### [INSTRUCTIONS FOR THE TASK]
Count the lines in the listing below that contain the word "white", and give only the number.
-- begin TASK INPUT --
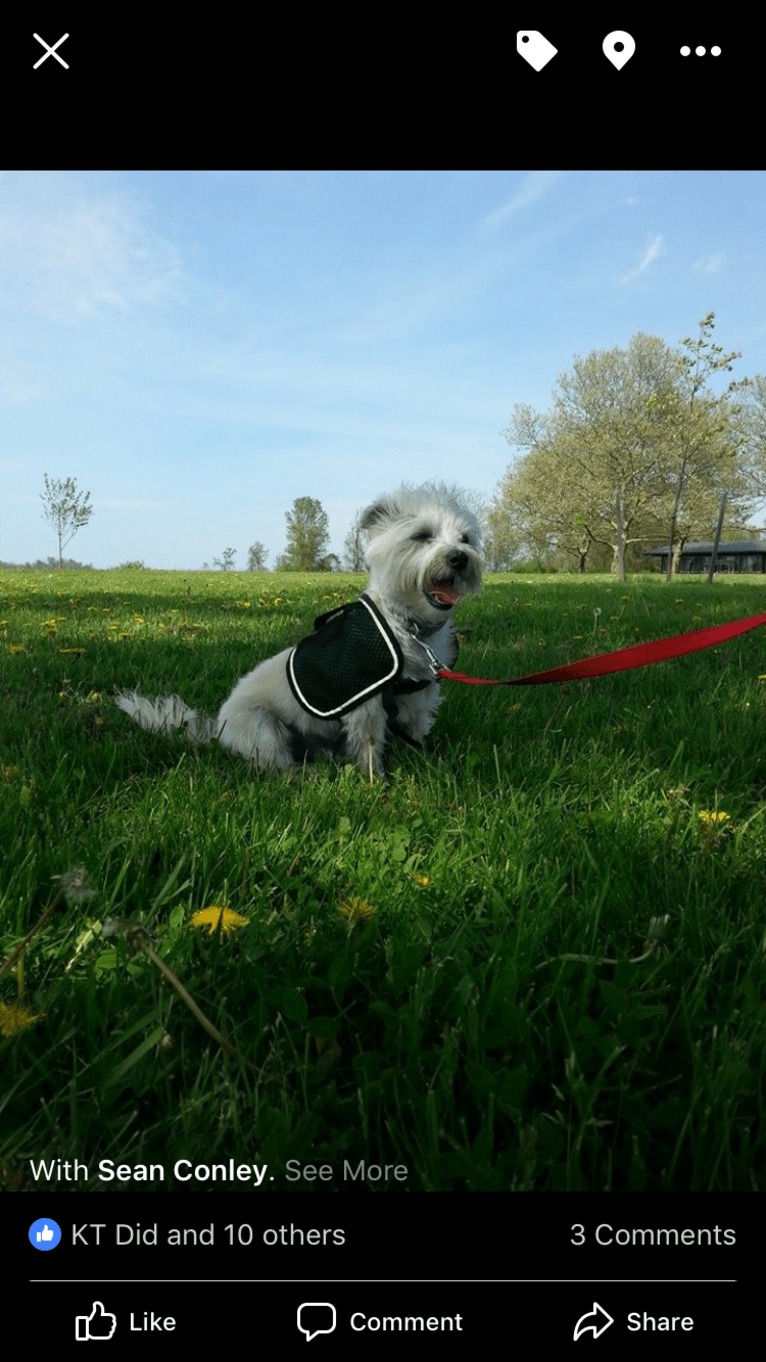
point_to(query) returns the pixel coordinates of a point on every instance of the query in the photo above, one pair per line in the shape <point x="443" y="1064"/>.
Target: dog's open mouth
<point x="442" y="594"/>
-- end TASK INPUT --
-- begin TASK INPUT --
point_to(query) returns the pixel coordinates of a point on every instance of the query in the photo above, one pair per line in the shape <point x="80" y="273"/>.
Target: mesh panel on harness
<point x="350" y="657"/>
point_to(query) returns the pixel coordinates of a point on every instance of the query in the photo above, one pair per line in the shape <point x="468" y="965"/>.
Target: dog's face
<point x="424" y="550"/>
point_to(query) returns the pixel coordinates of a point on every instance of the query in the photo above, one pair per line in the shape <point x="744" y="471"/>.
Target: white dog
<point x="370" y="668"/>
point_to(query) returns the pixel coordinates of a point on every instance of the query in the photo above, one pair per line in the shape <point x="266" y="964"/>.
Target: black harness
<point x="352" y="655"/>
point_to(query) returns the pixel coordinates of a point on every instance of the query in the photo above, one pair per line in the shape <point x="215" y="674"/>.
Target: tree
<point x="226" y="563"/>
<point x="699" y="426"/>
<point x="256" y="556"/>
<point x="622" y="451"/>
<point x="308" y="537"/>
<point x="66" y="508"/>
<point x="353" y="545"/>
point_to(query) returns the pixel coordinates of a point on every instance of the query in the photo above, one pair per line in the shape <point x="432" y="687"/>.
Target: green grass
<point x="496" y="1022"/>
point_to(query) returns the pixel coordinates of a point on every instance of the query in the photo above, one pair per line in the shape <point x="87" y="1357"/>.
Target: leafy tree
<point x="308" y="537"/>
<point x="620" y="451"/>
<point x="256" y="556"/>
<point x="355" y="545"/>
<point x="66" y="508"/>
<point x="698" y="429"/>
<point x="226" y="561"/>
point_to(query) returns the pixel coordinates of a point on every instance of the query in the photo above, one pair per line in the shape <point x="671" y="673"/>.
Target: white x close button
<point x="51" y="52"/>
-- end TASK INPUT --
### [SOLUTION TO THIS PROBLEM]
2